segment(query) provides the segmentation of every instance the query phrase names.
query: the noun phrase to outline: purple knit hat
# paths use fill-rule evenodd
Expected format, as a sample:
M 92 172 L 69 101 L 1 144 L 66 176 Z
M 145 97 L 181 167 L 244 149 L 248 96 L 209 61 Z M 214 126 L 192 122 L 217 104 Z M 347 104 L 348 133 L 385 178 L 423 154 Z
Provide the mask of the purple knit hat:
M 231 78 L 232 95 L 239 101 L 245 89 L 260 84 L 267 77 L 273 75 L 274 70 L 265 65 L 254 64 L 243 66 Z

**Exercise directions**
Please give back every line of the listing exactly as it stands.

**Result of this exercise**
segment(query) provides the segmentation of every instance the query phrase names.
query: the noun phrase to outline: purple knit hat
# paths use fill-rule evenodd
Expected format, as a sample:
M 92 172 L 69 101 L 1 144 L 66 176 Z
M 145 97 L 181 167 L 244 149 L 248 96 L 209 61 Z M 214 126 L 192 122 L 217 104 Z M 347 104 L 348 133 L 385 178 L 423 154 Z
Provide the mask of the purple knit hat:
M 231 78 L 232 95 L 239 101 L 245 89 L 260 84 L 267 77 L 273 75 L 274 70 L 265 65 L 254 64 L 243 66 Z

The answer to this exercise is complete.